● Excerpt
━━━━━━

Friday, January 6, 2012

The Obesity Epidemic: When Biology and Culture Conspire Against Us

What We Eat or What We Are?

Tara Parker-Pope’s recent cover story in The New York Times Magazine, “The Fat Trap: Do You Have to be Superhuman to Lose Weight?” describes what is fast becoming canon: that modern culture has unmasked in our evolutionary biology a genetic propensity to defend against scarcity and starvation by retaining excess fat.

Research that documents weight plateaus for dieters, and biological differences between obese subjects and others is allowing us to assemble a picture of the human animal as metabolically hard-wired to conserve or regain weight -- especially after it has been reprogrammed by periods of obesity. Research also lends strong support to genetic differences in the degree to which individuals may be prone to obesity based on innate metabolism, food addictions, or other epigenetic factors.

Many frustrated dieters will find redemption in that thesis -- as, clearly, does Parker-Pope, whose article is unusually solipsistic for a card-carrying science writer. It is really a lamentation … which just goes to show how intractable and all-consuming this problem truly is for those of us who live in societies of plenty.

Dim Prospects for Cure

It turns out that when culture and biology team up, they have the potential to do great mischief together. Modern obesity and modern terrorism both demonstrate how aspects of our basic nature can be potentiated by forces of culture -- including both the Big Mac and the Internet -- to produce negative outcomes.

Under the broad heading of “lifestyle,” we see the simultaneous effects of many phenomena that all work to pack on the pounds: transportation and technology that keep us sedentary; an oversupply of cheap, addictive calories; and permissive attitudes concerning where, when, and how we eat. Among other factors, less often discussed but also quite relevant, are the impulse to use high-calorie food as compensation for social deprivations or economic inequities, and the peculiar elevation of food imagery in Western society to something very nearly pornographic. It turns out that the biochemistry of obesity is complex and still mysterious. Culture is too.

━━━━━━

● Parts of the exercise
A: Condense the paragraph of the obesity excerpt that begins "Under the broad heading" into a bulleted list that keeps its main facts.
B: Copy the obesity excerpt between "It turns out that when" and "produce negative outcomes.", inclusive, replacing "mischief" with "damage".

● Information provided
━━━━━━

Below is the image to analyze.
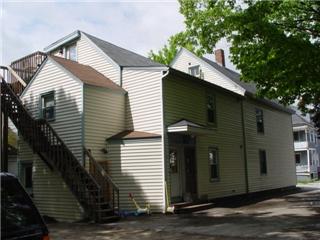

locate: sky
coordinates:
[0,0,234,69]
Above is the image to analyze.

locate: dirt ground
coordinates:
[49,183,320,240]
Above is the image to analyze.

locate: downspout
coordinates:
[160,68,169,213]
[241,99,249,193]
[119,66,123,87]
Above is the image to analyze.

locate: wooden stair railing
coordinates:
[1,74,119,222]
[0,66,27,95]
[83,147,120,218]
[10,51,47,84]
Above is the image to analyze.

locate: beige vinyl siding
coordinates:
[122,69,162,134]
[77,34,120,84]
[172,50,243,95]
[244,101,296,192]
[164,77,246,198]
[84,86,125,161]
[108,138,164,212]
[18,59,82,221]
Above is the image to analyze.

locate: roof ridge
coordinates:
[80,31,165,67]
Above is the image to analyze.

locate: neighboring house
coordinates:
[8,31,296,221]
[292,114,320,180]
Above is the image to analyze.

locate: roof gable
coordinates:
[170,48,246,95]
[50,56,125,91]
[81,32,164,67]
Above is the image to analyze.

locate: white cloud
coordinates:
[0,1,235,70]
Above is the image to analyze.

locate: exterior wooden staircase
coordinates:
[1,52,119,222]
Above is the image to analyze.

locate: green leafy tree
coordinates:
[148,32,204,65]
[151,0,320,131]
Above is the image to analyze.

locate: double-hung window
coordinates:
[208,147,219,181]
[207,94,217,124]
[256,108,264,133]
[66,44,77,61]
[189,65,200,77]
[41,92,56,121]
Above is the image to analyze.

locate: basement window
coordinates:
[259,149,267,175]
[256,108,264,133]
[207,94,216,124]
[41,92,56,121]
[209,147,219,181]
[66,43,77,61]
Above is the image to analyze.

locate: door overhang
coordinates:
[167,119,213,135]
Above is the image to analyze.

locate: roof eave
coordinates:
[245,91,295,115]
[43,30,80,53]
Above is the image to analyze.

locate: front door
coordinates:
[184,146,197,201]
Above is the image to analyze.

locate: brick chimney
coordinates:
[214,49,226,67]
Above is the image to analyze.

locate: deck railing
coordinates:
[10,51,47,83]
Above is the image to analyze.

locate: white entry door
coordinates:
[169,147,182,202]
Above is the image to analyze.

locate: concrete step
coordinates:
[174,203,215,214]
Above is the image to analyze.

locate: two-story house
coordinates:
[292,113,320,180]
[2,31,296,221]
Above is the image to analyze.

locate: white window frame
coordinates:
[208,147,220,182]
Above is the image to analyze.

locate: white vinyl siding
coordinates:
[122,69,162,134]
[172,50,244,95]
[107,138,165,212]
[22,59,82,161]
[164,78,246,198]
[84,86,125,161]
[244,100,296,192]
[77,34,120,84]
[18,139,83,222]
[18,58,83,221]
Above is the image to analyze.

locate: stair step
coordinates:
[99,215,120,223]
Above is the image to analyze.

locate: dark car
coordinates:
[0,173,49,240]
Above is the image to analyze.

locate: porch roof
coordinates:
[167,119,213,135]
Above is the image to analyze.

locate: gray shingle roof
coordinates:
[201,57,257,94]
[82,32,165,67]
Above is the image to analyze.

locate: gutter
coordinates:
[245,91,295,115]
[160,68,169,213]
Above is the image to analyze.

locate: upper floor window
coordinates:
[259,150,267,175]
[293,130,306,142]
[295,153,301,164]
[209,148,219,181]
[256,108,264,133]
[207,94,216,124]
[189,65,200,77]
[66,43,77,61]
[41,92,55,121]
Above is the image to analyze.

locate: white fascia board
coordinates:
[167,125,214,135]
[43,30,80,53]
[176,48,246,96]
[122,66,169,72]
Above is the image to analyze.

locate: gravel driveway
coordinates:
[49,183,320,240]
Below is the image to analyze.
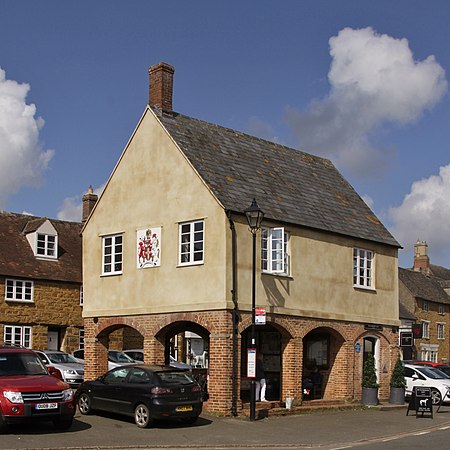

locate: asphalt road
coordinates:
[0,408,450,450]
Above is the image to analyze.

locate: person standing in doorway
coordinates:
[256,353,267,402]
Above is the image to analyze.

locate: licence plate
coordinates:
[36,403,58,409]
[175,406,193,412]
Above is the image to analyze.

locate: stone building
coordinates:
[0,212,84,352]
[399,241,450,363]
[83,63,400,414]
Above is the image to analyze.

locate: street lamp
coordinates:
[244,199,264,420]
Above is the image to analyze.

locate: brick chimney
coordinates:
[148,62,175,114]
[413,240,430,274]
[82,186,98,223]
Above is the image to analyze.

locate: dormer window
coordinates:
[36,233,57,258]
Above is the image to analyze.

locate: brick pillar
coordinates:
[205,333,233,416]
[280,338,303,401]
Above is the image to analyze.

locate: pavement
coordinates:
[4,405,450,450]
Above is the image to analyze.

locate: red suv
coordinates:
[0,345,76,431]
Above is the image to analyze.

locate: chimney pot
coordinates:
[148,62,175,114]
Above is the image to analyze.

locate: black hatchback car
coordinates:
[76,364,203,428]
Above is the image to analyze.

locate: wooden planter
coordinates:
[361,387,378,405]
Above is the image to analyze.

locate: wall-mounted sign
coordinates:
[400,331,414,347]
[136,227,161,269]
[255,308,266,325]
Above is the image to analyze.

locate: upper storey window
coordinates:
[36,233,58,258]
[102,234,123,275]
[353,248,374,289]
[261,227,289,275]
[179,220,205,265]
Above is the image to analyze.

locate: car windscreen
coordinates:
[156,370,194,384]
[0,353,47,376]
[47,353,78,364]
[416,367,448,380]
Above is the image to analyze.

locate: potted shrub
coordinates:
[389,358,406,405]
[361,353,378,405]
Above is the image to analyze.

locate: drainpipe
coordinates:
[226,210,239,416]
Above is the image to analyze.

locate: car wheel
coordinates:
[431,389,442,405]
[182,416,198,425]
[134,403,152,428]
[53,417,73,430]
[78,392,92,414]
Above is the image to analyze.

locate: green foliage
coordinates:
[362,353,378,388]
[391,358,406,388]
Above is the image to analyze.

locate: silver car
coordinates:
[35,350,84,387]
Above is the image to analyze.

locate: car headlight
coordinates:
[3,391,23,403]
[63,389,73,402]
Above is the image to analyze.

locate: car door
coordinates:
[92,367,129,414]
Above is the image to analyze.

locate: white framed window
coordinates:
[78,328,84,350]
[5,278,34,302]
[422,320,430,339]
[437,322,444,339]
[261,227,290,275]
[36,233,58,259]
[353,248,374,289]
[179,220,205,266]
[3,325,31,348]
[102,234,123,275]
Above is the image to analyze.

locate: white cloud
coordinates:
[56,184,106,222]
[0,68,54,209]
[388,164,450,265]
[286,27,447,176]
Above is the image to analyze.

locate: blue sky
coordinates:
[0,0,450,267]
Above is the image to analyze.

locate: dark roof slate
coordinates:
[154,109,400,247]
[0,212,82,283]
[398,267,450,304]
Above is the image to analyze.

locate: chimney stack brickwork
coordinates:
[148,62,175,114]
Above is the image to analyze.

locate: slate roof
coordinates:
[153,108,400,247]
[398,267,450,304]
[0,212,82,283]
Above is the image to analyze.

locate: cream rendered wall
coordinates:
[83,108,231,317]
[236,222,400,326]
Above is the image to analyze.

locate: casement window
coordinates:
[5,278,33,302]
[3,325,31,348]
[422,320,430,339]
[78,328,84,349]
[179,220,205,265]
[36,233,58,259]
[353,248,374,289]
[261,227,290,275]
[437,322,444,339]
[102,234,123,275]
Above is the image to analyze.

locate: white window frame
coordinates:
[102,233,123,275]
[5,278,34,303]
[353,247,375,290]
[178,219,205,266]
[422,320,430,339]
[3,325,33,348]
[35,232,58,259]
[261,227,290,275]
[436,322,445,340]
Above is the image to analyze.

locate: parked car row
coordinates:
[404,361,450,405]
[0,346,203,432]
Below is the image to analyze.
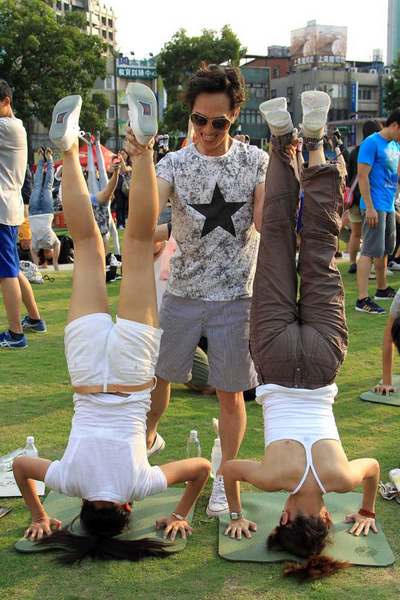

━━━━━━

● Solutions to each task
A:
- Under "lifestyle," many phenomena together promote weight gain:
  - transportation and technology that keep people sedentary
  - an oversupply of cheap, addictive calories
  - permissive attitudes about where, when, and how we eat
- Less often discussed but relevant factors:
  - using high-calorie food to compensate for social deprivation or economic inequity
  - Western society's near-pornographic elevation of food imagery
- The biochemistry of obesity is complex and still mysterious, and so is culture.

B:
It turns out that when culture and biology team up, they have the potential to do great damage together. Modern obesity and modern terrorism both demonstrate how aspects of our basic nature can be potentiated by forces of culture -- including both the Big Mac and the Internet -- to produce negative outcomes.